• _Work to be completed_: The data below should be repeated exactly and in full.

• _Supplied material_:

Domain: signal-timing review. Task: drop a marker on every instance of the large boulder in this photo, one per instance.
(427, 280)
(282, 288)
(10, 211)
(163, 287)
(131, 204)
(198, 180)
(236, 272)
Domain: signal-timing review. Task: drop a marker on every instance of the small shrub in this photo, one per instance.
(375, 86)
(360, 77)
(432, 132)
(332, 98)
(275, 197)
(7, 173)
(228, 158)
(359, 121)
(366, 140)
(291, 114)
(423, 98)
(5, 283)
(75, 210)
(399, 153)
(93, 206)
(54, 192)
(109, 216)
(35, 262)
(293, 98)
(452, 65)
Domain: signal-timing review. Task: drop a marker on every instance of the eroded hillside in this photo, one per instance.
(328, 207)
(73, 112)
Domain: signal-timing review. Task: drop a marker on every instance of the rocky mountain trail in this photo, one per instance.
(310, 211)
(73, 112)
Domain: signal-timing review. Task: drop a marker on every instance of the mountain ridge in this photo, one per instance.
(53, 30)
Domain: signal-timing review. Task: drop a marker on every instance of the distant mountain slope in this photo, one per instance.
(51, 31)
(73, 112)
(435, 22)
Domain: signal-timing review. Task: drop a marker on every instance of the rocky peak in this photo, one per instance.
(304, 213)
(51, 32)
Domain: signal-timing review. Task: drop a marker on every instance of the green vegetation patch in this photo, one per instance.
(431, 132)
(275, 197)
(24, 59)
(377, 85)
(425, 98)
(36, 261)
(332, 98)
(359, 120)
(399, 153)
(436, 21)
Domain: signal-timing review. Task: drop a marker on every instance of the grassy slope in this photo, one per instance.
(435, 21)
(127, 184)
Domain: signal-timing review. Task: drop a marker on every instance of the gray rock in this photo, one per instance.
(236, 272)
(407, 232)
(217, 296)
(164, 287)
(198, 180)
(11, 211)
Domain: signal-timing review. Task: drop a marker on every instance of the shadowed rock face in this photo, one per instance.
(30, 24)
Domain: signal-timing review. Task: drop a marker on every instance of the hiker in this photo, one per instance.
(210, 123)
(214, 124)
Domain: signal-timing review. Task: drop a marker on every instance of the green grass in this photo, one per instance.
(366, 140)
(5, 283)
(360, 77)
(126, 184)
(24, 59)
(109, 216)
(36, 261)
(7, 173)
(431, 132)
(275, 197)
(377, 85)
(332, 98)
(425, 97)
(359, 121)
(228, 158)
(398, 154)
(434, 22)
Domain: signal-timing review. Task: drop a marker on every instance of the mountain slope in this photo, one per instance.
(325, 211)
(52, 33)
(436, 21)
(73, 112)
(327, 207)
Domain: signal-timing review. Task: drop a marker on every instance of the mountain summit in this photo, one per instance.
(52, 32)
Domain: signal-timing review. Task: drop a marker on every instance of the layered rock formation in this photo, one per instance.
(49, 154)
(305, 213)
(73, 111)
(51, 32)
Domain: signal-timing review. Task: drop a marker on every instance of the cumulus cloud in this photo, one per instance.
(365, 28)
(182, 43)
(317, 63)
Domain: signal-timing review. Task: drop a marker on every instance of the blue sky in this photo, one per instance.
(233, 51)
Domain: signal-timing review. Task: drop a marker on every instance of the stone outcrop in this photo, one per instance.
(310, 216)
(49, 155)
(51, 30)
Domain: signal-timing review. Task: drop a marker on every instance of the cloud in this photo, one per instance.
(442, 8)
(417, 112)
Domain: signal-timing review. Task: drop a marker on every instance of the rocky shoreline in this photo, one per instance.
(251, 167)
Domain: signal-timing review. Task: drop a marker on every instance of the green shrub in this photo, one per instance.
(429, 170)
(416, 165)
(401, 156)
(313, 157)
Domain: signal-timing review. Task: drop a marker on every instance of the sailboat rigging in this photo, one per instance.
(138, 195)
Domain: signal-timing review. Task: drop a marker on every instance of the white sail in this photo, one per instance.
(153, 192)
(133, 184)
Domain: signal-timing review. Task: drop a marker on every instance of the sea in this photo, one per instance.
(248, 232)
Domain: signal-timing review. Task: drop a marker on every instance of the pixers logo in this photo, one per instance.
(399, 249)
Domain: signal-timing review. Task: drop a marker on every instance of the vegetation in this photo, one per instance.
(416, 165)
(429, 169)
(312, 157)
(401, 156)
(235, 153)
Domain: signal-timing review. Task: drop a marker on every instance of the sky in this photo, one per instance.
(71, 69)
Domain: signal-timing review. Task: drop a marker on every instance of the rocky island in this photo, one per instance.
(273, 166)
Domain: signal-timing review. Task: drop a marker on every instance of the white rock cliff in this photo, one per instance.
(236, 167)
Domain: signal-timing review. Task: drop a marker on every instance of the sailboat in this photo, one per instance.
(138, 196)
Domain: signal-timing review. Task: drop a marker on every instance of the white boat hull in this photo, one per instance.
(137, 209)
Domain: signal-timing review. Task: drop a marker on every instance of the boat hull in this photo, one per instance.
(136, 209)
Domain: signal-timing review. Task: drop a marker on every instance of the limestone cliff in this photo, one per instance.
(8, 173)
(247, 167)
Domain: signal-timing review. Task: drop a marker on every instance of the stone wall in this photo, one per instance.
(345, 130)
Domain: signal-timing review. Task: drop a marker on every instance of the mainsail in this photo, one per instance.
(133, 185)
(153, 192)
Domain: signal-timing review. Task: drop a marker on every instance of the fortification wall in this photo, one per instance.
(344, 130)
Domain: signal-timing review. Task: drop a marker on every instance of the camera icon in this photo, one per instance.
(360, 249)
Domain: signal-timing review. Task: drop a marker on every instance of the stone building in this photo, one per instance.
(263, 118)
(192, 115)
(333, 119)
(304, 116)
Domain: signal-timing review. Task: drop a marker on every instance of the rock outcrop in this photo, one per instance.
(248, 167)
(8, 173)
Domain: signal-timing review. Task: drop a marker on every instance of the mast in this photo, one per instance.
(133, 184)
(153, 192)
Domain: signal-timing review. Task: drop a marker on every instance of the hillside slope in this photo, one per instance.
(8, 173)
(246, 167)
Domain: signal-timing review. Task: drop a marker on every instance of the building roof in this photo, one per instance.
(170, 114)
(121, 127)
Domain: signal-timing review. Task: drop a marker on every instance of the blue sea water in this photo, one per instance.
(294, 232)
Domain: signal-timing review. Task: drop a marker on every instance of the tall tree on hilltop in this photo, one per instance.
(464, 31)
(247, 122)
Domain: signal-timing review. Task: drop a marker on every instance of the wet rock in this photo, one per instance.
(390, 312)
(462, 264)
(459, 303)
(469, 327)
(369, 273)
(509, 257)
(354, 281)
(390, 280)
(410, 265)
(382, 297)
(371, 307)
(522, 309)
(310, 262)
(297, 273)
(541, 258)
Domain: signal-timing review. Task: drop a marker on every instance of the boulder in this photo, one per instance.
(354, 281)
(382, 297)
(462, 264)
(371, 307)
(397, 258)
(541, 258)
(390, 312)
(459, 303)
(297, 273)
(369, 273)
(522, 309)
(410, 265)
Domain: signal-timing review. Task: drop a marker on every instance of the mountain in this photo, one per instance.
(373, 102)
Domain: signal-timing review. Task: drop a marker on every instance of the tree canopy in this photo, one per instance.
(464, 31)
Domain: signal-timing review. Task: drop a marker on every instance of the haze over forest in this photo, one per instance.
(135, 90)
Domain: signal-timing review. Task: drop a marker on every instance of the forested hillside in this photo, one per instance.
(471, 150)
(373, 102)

• _Task result_:
Domain: signal-timing review. Task: drop a marker on every instance of the large boulder in this photo, one per instance.
(427, 280)
(282, 288)
(10, 211)
(163, 287)
(131, 204)
(198, 180)
(236, 272)
Domain: signal-timing review. Task: drop a marker on every instance of the small shrub in this photo, one per instance.
(375, 86)
(360, 77)
(432, 132)
(332, 98)
(275, 197)
(7, 173)
(228, 158)
(359, 121)
(366, 140)
(291, 114)
(423, 98)
(5, 283)
(75, 210)
(399, 153)
(93, 206)
(54, 192)
(109, 216)
(35, 262)
(293, 98)
(452, 65)
Domain: signal-timing review. Task: drop a marker on every instance of the eroded hillside in this photo, one per instance.
(328, 207)
(73, 112)
Domain: signal-timing review. Task: drop a marker on every instance of the rocky mountain trail in this photo, one per instance.
(310, 211)
(73, 112)
Domain: signal-timing review. Task: drop a marker on every instance of the mountain ridge in this photo, one per instance.
(53, 30)
Domain: signal-timing review. Task: drop a marker on every instance of the distant mountain slope in this photo, one per instance.
(51, 31)
(73, 112)
(435, 22)
Domain: signal-timing review. Task: drop a marker on every instance of the rocky peak in this photo, one per instance.
(304, 213)
(51, 32)
Domain: signal-timing review. Task: drop a marker on every instance of the green vegetation patch in this photo, one per instance.
(431, 132)
(275, 197)
(24, 59)
(377, 85)
(425, 98)
(36, 261)
(332, 98)
(359, 120)
(399, 153)
(436, 21)
Domain: signal-timing review. Task: drop a marker on every instance of the grassy slope in this photo, one per instance.
(435, 21)
(127, 184)
Domain: signal-timing review. Task: drop a marker on every instance of the gray rock in this photo, one per instance.
(236, 272)
(407, 232)
(217, 296)
(164, 287)
(198, 180)
(11, 211)
Domain: signal-timing review. Task: drop a marker on every instance of the shadowed rock face in this photo, one per instance.
(30, 24)
Domain: signal-timing review. Task: drop a marker on every instance of the hiker in this photo, one per instance.
(210, 123)
(214, 124)
Domain: signal-timing review. Task: drop a marker on every instance of the green grass in this photo, one per instance.
(366, 140)
(5, 283)
(360, 77)
(126, 184)
(24, 59)
(109, 216)
(36, 261)
(7, 173)
(431, 132)
(275, 197)
(377, 85)
(332, 98)
(425, 97)
(359, 121)
(228, 158)
(398, 154)
(434, 22)
Domain: signal-timing review. Task: drop a marker on every instance of the mountain slope in this photo, one per instance.
(325, 211)
(52, 33)
(436, 21)
(73, 112)
(327, 207)
Domain: signal-timing review. Task: drop a marker on every instance of the mountain summit in this photo, one per instance.
(52, 32)
Domain: signal-timing review. Task: drop a marker on every instance of the layered rock formation in this photo, one per instance.
(49, 154)
(305, 213)
(73, 111)
(51, 32)
Domain: signal-timing review. Task: drop a marker on every instance of the cumulus cloud in this photo, one per instance.
(365, 28)
(182, 43)
(317, 63)
Domain: signal-timing review. Task: drop a marker on every instance of the blue sky in this photo, one per instance.
(233, 51)
Domain: signal-timing review. Task: drop a marker on every instance of the stone outcrop in this photo, one per instance.
(310, 216)
(49, 155)
(51, 30)
Domain: signal-timing review. Task: drop a marker on every instance of the cloud in this photo, one per instance.
(442, 8)
(417, 112)
Domain: signal-timing review. Task: drop a marker on every instance of the rocky shoreline in this photo, one per instance.
(251, 167)
Domain: signal-timing review. Task: drop a marker on every instance of the green shrub in this photo, one per instance.
(429, 170)
(416, 165)
(401, 156)
(313, 157)
Domain: signal-timing review. Task: drop a marker on every instance of the sailboat rigging in this photo, one per instance.
(138, 195)
Domain: signal-timing review. Task: drop a marker on every instance of the white sail in this photo, one per instance.
(153, 192)
(133, 184)
Domain: signal-timing review. Task: drop a marker on every instance of the sea in this photo, one per instance.
(248, 232)
Domain: signal-timing review. Task: drop a marker on every instance of the pixers logo in this photo, one per instance.
(399, 249)
Domain: signal-timing review. Task: drop a marker on every instance of the vegetation in this photo, one per instance.
(416, 165)
(429, 169)
(312, 157)
(401, 156)
(235, 153)
Domain: signal-timing review. Task: drop a marker on every instance of the sky in this photo, one per instance.
(71, 69)
Domain: signal-timing review. Task: drop a marker on every instance of the rocky island in this photo, one per instance.
(273, 166)
Domain: signal-timing review. Task: drop a marker on every instance of the white rock cliff in this photo, one per instance.
(236, 167)
Domain: signal-timing review. Task: drop a marker on every instance of the sailboat in this photo, one per instance.
(138, 196)
Domain: signal-timing review. Task: drop a marker on every instance of the white boat hull in this photo, one per instance.
(137, 209)
Domain: signal-timing review. Task: drop a marker on every instance of the boat hull in this photo, one per instance.
(136, 209)
Domain: signal-timing review. Task: drop a marker on every instance of the limestone cliff in this photo, one per instance.
(8, 173)
(247, 167)
Domain: signal-timing review. Task: drop a marker on every instance of the stone wall in this photo, one per instance.
(345, 130)
Domain: signal-timing review. Task: drop a marker on every instance of the mainsail in this photo, one per instance.
(133, 185)
(153, 192)
Domain: signal-timing review. Task: drop a marker on every instance of the fortification wall in this photo, one per instance.
(344, 130)
Domain: signal-timing review. Task: drop a marker on every instance of the camera icon in this photo, one per instance.
(360, 249)
Domain: signal-timing review. Task: drop a marker on every instance of the stone building in this photo, one per instance.
(263, 118)
(192, 115)
(333, 119)
(304, 116)
Domain: signal-timing review. Task: drop a marker on every instance of the rock outcrop in this photo, one per instance.
(248, 167)
(8, 173)
Domain: signal-timing review. Task: drop a marker on every instance of the mast in this photo, one per instance.
(133, 184)
(153, 192)
Domain: signal-timing review. Task: drop a marker on every instance of the hillside slope in this photo, one per instance.
(8, 173)
(246, 167)
Domain: signal-timing review. Task: drop a marker on every instance of the building roof in this photo, one per instance.
(170, 114)
(121, 127)
Domain: signal-timing review. Task: drop a marker on every instance of the blue sea water in this photo, one per instance.
(294, 232)
Domain: signal-timing review. Task: drop a marker on every instance of the tall tree on hilltop in this photo, one per instance.
(464, 31)
(247, 122)
Domain: signal-timing review. Task: drop a marker on every instance of the wet rock in this photo, one per instance.
(390, 312)
(462, 264)
(459, 303)
(469, 327)
(369, 273)
(509, 257)
(354, 281)
(390, 280)
(410, 265)
(382, 297)
(371, 307)
(522, 309)
(310, 262)
(297, 273)
(541, 258)
Domain: signal-timing review. Task: drop a marker on every instance of the boulder in this photo, one per instance.
(354, 281)
(382, 297)
(462, 264)
(371, 307)
(397, 258)
(541, 258)
(390, 312)
(459, 303)
(297, 273)
(369, 273)
(522, 309)
(410, 265)
Domain: signal-timing review. Task: drop a marker on every instance of the mountain in this photo, one per instance.
(373, 102)
Domain: signal-timing review. Task: drop a marker on every instance of the tree canopy in this photo, one per instance.
(464, 31)
Domain: signal-timing review. Task: drop a marker on every instance of the haze over forest in this photo, one per instance.
(135, 90)
Domain: signal-timing review. Task: drop a marker on every instance of the forested hillside in this photo, one per instance.
(471, 150)
(373, 102)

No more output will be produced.